▶ Texto extraído

=======

Entre estos patrones es posible advertir algunos mecanismos que parecen explicar las decisiones de los ciudadanos. El rechazo o las fobias hacia ciertos personajes y partidos, o la idea de que es bueno que haya alternancia y cambio en el oficialismo político, o de que hay proyectos y apuestas que corresponden más a los deseos y creencias de las personas, forman parte de los mecanismos en los que el cálculo racional, el hartazgo, o el viejo método del tanteo van dando forma a las decisiones inevitablemente individuales que tomarán los ciudadanos a la hora de votar. Por supuesto, a estas alturas, muchos indecisos quizá ya tomaron la decisión de no votar, o de elegir alguna de las propuestas, o de plano mandar al diablo a los partidos y a los candidatos. Otros más ya han tomado esta decisión desde antes, con argumentos más o menos elaborados.
Sin embargo, la idea de que es posible cambiar el actual estado de cosas, o de que es mejor continuar con el camino emprendido, forman parte del viejo hábito humano de crear o de creer en utopías. Las utopías políticas contemporáneas –vale decir, las que nacen desde la visión de Tomás Moro en su texto clásico, publicado en 1516- juegan ese papel de herramientas para la construcción de una sociedad que no está en otro tiempo sino en otro lugar, y que es una sociedad no perfecta sino realista, no imposible sino probable. Ese viejo hábito forma parte de las aguas profundas de la política, más allá de los partidos, de las campañas y de los jingles electorales, y explica la seducción que ejerce en distintos tiempos y lugares.

=======

▶ Ejercicio 1
Según el texto sobre el voto y las utopías políticas, ¿en qué año se publicó el texto clásico de Tomás Moro?
▶ Ejercicio 2
Reanuda el texto sobre el voto y las utopías políticas a partir de donde se detiene.
El material que viene después no interviene en nada de esto.

▶ Entradas de datos
=======

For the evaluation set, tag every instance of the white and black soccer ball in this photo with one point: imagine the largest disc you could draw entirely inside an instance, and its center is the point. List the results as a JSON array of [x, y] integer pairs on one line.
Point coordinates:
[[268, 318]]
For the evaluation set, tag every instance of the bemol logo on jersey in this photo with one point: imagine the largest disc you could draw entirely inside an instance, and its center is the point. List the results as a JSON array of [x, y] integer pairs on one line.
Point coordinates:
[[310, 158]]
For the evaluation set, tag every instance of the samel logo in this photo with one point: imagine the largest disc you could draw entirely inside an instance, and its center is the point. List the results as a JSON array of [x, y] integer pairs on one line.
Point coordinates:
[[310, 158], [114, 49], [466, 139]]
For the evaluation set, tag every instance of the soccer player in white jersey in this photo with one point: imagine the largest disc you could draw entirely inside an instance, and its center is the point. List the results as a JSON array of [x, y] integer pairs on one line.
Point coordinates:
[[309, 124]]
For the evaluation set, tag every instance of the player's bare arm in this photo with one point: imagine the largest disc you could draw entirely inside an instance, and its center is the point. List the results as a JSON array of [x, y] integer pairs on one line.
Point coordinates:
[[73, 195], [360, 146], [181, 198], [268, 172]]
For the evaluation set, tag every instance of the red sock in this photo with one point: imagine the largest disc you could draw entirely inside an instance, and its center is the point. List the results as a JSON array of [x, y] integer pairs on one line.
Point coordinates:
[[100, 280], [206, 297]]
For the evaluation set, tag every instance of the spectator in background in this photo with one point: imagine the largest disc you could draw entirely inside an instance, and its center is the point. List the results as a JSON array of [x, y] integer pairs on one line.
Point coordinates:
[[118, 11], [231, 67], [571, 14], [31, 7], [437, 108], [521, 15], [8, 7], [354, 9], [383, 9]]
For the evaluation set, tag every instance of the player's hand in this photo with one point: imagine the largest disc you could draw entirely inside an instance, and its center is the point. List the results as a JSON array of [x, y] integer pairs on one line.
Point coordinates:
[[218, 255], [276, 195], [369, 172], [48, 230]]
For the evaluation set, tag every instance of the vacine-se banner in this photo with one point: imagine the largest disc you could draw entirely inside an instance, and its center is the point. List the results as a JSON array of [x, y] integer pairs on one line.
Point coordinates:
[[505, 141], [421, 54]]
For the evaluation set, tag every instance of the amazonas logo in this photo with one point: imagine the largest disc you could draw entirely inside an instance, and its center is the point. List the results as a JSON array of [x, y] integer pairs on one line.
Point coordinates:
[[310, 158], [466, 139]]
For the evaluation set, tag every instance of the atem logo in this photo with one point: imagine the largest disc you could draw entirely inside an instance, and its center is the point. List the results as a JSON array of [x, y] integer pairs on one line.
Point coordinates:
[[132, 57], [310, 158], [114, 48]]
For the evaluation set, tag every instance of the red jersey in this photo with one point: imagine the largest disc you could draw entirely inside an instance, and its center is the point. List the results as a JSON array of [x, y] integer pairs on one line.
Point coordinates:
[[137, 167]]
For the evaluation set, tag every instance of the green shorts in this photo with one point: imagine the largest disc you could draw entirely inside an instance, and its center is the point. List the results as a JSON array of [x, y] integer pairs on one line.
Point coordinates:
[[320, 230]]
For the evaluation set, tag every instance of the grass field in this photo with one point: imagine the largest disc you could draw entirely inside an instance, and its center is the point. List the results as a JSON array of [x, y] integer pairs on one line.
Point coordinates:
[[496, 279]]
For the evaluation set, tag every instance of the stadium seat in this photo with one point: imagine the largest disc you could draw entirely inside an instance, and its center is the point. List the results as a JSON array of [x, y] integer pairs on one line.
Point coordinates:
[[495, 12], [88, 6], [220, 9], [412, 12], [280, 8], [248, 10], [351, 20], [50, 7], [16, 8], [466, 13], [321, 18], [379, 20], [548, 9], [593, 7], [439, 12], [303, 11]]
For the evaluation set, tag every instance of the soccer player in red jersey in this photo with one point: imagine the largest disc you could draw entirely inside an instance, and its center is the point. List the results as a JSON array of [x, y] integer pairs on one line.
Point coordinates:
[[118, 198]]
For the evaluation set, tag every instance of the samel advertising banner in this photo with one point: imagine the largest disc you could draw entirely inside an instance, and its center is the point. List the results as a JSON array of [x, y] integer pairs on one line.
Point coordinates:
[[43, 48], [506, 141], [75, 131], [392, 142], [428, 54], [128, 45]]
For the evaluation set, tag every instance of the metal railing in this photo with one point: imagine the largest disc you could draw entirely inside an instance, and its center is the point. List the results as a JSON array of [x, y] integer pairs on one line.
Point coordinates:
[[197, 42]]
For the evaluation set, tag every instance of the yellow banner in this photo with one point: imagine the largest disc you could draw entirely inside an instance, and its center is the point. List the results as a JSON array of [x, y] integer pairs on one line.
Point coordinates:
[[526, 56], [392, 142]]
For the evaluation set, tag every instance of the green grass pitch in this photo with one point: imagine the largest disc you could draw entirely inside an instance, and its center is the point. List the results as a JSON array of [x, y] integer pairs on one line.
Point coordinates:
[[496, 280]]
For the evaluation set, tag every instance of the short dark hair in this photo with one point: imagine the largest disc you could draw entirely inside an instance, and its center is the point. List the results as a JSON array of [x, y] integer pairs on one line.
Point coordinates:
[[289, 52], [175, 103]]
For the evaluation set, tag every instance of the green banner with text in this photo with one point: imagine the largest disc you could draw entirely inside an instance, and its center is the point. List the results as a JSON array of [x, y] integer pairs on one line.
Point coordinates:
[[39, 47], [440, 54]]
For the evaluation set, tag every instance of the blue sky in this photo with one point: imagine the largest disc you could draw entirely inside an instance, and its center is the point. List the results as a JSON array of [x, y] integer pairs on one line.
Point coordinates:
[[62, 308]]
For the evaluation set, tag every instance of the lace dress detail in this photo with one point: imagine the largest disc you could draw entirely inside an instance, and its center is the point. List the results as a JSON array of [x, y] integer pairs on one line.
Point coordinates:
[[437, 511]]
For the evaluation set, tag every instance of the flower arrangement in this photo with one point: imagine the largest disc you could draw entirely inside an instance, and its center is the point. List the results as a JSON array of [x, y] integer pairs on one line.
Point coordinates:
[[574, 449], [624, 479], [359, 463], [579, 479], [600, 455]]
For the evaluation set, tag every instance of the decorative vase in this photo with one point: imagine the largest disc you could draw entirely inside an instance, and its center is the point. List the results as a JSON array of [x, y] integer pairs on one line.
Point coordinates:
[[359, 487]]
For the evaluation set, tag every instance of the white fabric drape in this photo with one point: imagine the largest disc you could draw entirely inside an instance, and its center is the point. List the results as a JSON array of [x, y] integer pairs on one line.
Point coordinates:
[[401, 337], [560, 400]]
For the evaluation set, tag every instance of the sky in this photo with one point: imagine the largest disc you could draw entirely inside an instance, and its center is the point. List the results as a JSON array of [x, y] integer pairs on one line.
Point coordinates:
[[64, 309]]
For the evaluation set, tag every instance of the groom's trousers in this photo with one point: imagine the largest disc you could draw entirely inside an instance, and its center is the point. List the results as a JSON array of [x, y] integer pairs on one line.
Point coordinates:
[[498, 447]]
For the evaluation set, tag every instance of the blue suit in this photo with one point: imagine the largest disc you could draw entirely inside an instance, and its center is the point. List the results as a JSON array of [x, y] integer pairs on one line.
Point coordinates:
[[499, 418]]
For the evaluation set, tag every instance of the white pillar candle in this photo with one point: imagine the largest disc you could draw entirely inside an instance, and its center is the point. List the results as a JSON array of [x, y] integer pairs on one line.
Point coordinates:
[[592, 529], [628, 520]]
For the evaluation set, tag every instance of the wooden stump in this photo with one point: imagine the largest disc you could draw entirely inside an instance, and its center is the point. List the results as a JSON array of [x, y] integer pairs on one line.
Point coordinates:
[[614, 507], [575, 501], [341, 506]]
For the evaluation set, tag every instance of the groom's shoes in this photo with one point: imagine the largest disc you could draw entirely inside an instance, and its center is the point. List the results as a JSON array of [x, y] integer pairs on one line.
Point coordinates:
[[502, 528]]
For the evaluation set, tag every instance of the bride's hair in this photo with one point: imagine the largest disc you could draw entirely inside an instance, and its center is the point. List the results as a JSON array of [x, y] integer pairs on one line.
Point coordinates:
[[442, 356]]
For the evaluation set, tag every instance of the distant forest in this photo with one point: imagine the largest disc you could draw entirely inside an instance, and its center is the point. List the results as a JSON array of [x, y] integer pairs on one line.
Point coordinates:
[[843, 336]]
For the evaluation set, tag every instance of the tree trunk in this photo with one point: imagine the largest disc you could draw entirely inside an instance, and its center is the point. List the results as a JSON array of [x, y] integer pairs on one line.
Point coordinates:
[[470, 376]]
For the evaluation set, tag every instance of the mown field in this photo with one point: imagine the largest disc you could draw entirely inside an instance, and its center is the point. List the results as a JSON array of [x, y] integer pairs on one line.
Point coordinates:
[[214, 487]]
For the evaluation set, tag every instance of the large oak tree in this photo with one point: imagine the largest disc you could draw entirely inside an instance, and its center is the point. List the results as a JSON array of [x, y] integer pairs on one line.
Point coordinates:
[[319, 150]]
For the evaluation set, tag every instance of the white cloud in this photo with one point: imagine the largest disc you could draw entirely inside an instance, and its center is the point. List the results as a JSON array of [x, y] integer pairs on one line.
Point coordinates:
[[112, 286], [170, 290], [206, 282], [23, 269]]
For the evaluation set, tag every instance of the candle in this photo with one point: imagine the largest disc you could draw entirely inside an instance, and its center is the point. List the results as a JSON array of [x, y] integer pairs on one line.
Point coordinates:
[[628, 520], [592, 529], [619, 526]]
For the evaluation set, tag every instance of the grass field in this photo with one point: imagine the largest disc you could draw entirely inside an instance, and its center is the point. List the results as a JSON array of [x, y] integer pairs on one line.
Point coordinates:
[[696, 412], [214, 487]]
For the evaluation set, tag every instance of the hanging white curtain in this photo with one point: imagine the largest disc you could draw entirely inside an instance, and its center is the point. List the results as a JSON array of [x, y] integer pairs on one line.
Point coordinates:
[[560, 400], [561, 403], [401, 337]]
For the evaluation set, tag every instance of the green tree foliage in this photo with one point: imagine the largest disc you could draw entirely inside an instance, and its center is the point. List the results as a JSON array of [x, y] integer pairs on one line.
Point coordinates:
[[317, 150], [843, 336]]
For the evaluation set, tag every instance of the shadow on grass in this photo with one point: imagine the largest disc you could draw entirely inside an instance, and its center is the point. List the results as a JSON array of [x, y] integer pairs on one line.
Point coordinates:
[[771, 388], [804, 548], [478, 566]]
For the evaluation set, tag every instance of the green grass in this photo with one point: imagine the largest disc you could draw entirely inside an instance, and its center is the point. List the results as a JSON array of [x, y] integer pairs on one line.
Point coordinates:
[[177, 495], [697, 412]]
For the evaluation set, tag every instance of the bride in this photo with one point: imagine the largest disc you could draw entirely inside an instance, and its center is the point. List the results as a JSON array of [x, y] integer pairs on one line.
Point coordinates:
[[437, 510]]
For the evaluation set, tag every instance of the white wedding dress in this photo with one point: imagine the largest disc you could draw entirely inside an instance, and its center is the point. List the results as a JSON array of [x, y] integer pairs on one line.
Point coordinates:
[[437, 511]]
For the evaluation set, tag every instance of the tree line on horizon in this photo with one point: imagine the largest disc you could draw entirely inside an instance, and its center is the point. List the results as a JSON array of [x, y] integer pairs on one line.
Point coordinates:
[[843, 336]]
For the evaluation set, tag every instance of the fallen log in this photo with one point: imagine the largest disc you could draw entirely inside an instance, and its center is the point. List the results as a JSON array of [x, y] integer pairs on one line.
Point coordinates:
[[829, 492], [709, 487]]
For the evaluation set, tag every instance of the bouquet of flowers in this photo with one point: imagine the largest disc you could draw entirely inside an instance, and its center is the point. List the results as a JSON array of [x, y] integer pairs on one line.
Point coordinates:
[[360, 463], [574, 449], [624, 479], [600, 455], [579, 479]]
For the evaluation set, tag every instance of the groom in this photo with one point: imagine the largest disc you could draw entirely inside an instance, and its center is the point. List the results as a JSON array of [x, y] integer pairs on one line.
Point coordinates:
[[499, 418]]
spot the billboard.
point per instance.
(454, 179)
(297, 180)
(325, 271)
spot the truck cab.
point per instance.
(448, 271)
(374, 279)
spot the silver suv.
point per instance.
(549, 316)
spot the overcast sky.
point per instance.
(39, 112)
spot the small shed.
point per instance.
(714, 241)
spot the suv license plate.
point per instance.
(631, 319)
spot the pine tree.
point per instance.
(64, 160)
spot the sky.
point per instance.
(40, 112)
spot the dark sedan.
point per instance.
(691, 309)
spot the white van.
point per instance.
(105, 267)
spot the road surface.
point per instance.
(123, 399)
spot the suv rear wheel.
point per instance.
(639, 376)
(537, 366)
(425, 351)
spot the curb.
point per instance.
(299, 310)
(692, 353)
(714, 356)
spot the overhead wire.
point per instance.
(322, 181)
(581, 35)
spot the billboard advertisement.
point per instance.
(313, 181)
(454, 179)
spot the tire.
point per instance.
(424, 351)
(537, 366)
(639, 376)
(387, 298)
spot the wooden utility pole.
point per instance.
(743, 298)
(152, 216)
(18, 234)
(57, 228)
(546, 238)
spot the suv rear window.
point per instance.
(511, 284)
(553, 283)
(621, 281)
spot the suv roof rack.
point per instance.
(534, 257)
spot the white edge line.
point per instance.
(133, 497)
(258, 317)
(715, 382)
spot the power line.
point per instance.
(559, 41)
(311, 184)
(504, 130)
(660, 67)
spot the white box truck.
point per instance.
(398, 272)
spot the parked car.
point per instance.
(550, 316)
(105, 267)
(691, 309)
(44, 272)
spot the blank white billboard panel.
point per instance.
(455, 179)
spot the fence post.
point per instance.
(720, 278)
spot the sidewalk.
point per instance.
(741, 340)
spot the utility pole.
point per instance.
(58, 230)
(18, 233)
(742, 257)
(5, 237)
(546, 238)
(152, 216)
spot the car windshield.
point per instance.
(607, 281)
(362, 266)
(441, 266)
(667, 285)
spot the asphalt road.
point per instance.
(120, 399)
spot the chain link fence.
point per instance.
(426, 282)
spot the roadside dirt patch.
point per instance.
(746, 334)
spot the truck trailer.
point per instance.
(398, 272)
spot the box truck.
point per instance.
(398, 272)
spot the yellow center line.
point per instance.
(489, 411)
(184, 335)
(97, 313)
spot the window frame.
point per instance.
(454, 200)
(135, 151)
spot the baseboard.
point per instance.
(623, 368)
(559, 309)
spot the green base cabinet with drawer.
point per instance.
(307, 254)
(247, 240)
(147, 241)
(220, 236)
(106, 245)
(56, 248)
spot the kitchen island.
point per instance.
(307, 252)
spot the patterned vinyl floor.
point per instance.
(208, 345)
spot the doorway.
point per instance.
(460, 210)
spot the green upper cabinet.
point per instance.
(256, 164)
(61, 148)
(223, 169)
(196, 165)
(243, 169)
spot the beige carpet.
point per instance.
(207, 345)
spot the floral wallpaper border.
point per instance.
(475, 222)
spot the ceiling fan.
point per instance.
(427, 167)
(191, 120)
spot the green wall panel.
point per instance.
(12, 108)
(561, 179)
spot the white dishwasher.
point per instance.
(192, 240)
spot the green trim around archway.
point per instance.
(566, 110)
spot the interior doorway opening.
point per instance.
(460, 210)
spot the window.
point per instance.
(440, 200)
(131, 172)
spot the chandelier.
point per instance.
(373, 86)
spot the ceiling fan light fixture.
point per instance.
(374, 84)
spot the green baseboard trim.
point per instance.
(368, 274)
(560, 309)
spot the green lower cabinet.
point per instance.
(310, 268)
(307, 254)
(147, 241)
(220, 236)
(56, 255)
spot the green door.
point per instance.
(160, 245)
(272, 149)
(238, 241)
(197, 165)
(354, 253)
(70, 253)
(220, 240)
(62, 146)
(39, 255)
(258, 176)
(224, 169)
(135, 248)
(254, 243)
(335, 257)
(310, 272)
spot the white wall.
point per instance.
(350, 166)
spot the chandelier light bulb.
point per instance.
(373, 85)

=======

▶ Resultado 1
En 1516.

▶ Resultado 2
Quizá por ello, o contra ello, el viejo tren de la utopía vuelve a aparecer en el horizonte. Un tren empolvado, humeante, un tanto oxidado, pero fascinante para quienes quieren creer que la política es algo más que pura corrupción o cinismo, simulación, desencanto e hipocresía. En cualquier caso, ya sea para mirarlo o para subirse a él, más vale esperarlo sosteniendo a la mano una cerveza fría, indispensable para mirar con otros ojos y ánimo lo que pasa bajo el sol a plomo que aplasta por estos días el clima electoral.